[Items from a dataset]
####################

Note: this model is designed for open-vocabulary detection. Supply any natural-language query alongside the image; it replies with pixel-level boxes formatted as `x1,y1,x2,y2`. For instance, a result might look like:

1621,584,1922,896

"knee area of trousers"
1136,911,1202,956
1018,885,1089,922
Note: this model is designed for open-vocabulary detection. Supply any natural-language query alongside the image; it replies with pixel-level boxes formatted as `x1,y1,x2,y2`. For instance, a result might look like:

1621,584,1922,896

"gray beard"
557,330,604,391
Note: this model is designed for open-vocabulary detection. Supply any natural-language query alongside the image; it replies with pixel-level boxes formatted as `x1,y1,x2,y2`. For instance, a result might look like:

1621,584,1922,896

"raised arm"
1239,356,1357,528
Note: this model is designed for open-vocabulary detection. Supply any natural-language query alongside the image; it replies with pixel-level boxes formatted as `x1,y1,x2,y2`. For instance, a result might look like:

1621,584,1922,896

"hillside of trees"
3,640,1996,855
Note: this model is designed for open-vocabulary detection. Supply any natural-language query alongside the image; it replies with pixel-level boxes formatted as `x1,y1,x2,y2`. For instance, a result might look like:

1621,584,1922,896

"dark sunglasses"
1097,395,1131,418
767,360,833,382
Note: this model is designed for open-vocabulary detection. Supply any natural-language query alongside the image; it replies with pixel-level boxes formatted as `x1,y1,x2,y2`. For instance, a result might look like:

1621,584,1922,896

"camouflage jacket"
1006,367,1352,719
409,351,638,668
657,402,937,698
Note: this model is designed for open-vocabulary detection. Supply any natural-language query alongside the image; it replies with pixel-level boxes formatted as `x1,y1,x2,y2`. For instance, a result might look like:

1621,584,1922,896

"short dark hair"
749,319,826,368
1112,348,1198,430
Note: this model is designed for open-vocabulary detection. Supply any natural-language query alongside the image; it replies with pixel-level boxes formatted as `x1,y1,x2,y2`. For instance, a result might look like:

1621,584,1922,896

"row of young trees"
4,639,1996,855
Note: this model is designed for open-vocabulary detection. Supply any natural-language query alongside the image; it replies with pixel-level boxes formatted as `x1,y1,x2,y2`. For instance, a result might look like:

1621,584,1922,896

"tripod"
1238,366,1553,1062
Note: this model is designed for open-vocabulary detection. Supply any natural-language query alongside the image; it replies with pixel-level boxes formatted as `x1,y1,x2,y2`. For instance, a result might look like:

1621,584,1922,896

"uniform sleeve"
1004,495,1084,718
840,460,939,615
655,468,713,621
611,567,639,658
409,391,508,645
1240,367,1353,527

####################

HOW TO COMPLETE THIS TASK ::
Please transcribe each of the entries, exactly as written.

ANSWER TO THIS EXERCISE ::
Note: this model is designed for open-vocabulary detection. Supply any natural-language query alongside the image; it replies with pixel-level boxes formatted as `x1,y1,x2,y2`. For instance, a result might look like:

1621,584,1922,896

"knee area of trousers"
1136,911,1202,956
1018,885,1089,922
Note: this model is designed for open-vocabulary detection. Supply any natural-language query alongside the image; it replies with pixel-level boxes formatted as `x1,y1,x2,y2`. For instance, a result might look like:

1621,584,1922,896

"gray beard"
557,330,604,391
Note: this model is designed for open-vocabulary detection. Supply any natural-language query alongside the image; it replies with pixel-level boxes formatted as `x1,y1,x2,y2`. For instance, a result might look like:

1621,584,1922,896

"raised arm"
1239,356,1357,528
Note: this model is designed for open-vocabulary detection. Supply any natural-language query alongside the image; it replies with pixel-level boxes formatted as `x1,y1,x2,y2`. For instance, a result might look like:

1621,584,1922,896

"hillside of trees"
3,640,1996,855
Note: this model is designed for open-vocabulary detection. Supply any natural-language query alongside the image; it replies with pixel-level boxes formatted as `x1,y1,x2,y2`. For instance, a result might look like:

1621,584,1922,896

"dark sunglasses"
1097,395,1131,418
767,360,833,382
Note: this model is designed for open-vocabulary detection. Supply any natural-language query alongside the image; it replies with pixel-level boxes formatted as `x1,y1,x2,y2`. For instance, a result might look like:

1621,584,1922,896

"camouflage jacket"
1006,367,1352,719
409,351,638,668
657,402,937,698
Note: this model is designed for open-vocabulary detection. Supply any natural-language query alongside the image; it replies with pixel-level boxes formatted as `x1,y1,x2,y2`. For instance, a result might look like:

1621,584,1922,896

"short dark hair"
749,319,826,368
1112,348,1198,430
Note: this model is designed for open-vocabulary detection. Supply any natural-language query alongside the image; it replies with pixel-level boxes formatted as `x1,y1,x2,y2`. For instance, a result might look like:

1621,584,1922,896

"row of young trees"
4,639,1996,855
Note: this model is designed for open-vocabulary detection. Supply any natural-language query alongside the image; it replies with pixel-level boxes formatted as `x1,y1,x2,y2`. For instance, a result might look like:

1621,584,1922,896

"tripod"
1238,366,1553,1062
Note: this model is designed for open-vocabulary detection. Supply any natural-language query alongside the image; it replies with pixel-level boxes formatted as `x1,y1,x2,y2`. For instance, a result might look like:

1621,584,1922,896

"uniform sleeve"
1004,495,1084,718
840,460,939,615
655,468,713,621
611,567,639,658
409,391,508,645
1240,367,1353,527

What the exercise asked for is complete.